[START OF Text block]
I am using a PXI-6115 multifunction analog I/O card to monitor a power supply to assure regulation. I am monitoring 4 different points with a resolution of 1000S/s each. I would like to check each point and determine whether it is withing an acceptable window of operation both above and below the voltage it is supposed to be operating at. If it is out of regulation for a specified period of time, I want to write a chunk of the waveform to a spreadsheet file for analysis.

I have been able to successfully complete a majority of this. The only problem is that I want all of this to happen in the background so that I can also execute numerous other vi's to change various parameters, etc. in order to stress the supply. However, I run
into problems in that some of the voltage levels are customizeable and therefore the thresholds must be changed in order to check the new voltage for regulation. When I change these thresholds, they change immediately, however the ni-daq "read" vi is sometimes a couple seconds behind. So... I am comparing the old voltages with the new thresholds and it tells me that my supply is out of regulation when it is functioning correctly, I am simply looking at old data.
[END OF Text block]
[START OF Material shown]
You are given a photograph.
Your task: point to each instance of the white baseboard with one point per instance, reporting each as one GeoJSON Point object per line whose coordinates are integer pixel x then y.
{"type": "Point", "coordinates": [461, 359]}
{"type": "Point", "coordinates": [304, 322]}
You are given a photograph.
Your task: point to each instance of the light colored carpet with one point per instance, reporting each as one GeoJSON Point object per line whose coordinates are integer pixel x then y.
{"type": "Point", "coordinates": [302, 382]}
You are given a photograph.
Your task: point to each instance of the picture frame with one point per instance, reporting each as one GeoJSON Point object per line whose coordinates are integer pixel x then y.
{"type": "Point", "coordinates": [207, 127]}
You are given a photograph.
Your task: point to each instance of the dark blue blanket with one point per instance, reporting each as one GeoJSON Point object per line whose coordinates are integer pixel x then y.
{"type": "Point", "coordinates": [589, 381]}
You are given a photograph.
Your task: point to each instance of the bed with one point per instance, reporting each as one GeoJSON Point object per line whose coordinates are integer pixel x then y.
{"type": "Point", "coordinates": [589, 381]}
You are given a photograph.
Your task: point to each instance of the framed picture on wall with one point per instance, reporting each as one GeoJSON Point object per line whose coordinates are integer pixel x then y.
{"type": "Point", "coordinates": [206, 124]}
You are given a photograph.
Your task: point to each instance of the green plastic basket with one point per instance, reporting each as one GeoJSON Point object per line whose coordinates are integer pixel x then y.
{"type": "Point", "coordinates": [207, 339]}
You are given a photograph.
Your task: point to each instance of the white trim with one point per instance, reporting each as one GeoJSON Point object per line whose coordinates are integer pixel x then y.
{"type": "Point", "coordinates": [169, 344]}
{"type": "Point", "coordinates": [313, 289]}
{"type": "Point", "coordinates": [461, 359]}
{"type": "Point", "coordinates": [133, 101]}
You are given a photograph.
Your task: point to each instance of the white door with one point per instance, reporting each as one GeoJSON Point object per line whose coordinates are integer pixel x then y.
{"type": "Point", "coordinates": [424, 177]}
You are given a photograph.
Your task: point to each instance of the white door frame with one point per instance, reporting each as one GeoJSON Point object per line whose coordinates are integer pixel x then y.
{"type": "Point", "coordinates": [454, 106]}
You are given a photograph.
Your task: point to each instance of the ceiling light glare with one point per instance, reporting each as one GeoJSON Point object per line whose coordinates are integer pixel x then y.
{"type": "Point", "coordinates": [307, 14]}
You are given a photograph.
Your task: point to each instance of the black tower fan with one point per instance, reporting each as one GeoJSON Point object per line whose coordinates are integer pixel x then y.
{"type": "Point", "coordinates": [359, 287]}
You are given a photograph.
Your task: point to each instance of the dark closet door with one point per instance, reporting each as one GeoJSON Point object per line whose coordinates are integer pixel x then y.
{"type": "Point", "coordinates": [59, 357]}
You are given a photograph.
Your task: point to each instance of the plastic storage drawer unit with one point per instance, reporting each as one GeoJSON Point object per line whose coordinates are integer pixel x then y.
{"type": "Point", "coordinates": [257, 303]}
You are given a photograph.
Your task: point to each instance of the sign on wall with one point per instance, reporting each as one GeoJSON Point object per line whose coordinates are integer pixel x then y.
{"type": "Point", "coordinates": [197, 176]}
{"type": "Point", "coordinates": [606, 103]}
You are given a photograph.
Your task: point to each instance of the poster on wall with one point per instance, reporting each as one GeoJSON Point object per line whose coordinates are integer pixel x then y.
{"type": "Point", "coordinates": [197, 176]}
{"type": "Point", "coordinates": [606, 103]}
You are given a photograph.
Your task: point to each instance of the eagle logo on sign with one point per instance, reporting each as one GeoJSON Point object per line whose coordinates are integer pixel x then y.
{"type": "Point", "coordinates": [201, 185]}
[END OF Material shown]
- [Tasks to complete]:
[a] Say whether each statement agrees with the power supply post above, answering yes or no and quoting the deciding words from it: (i) four points are monitored at 1000 S/s each; (ii) the changed thresholds take effect only after a delay of a couple seconds; (iii) a chunk of the waveform is to be written to a spreadsheet file when a point stays out of regulation for a specified period.
[b] Please write out the passage of the power supply post above between "I have been" and "at old data.", inclusive.
[c] Carry the power supply post above further, beginning right after its final sentence.

- [Expected results]:
[a]
(i) Yes: "I am monitoring 4 different points with a resolution of 1000S/s each."
(ii) No: "When I change these thresholds, they change immediately"
(iii) Yes: "If it is out of regulation for a specified period of time, I want to write a chunk of the waveform to a spreadsheet file for analysis."

[b]
I have been able to successfully complete a majority of this. The only problem is that I want all of this to happen in the background so that I can also execute numerous other vi's to change various parameters, etc. in order to stress the supply. However, I run
into problems in that some of the voltage levels are customizeable and therefore the thresholds must be changed in order to check the new voltage for regulation. When I change these thresholds, they change immediately, however the ni-daq "read" vi is sometimes a couple seconds behind. So... I am comparing the old voltages with the new thresholds and it tells me that my supply is out of regulation when it is functioning correctly, I am simply looking at old data.

[c]
My question is...
Is multithreading this somehow the best solution to this problem? Should I create a separate thread for my supply monitoring vi and give it a higher priority than my test thread in order to service the AI Read vi often enough to keep the buffer caught up and always be reading current data, or is there a non-buffered AI vi that will work better for this situation. Or am I simply asking too much to have it read 4000 S/s and make comparisons and log data all in the background while doing other stuff?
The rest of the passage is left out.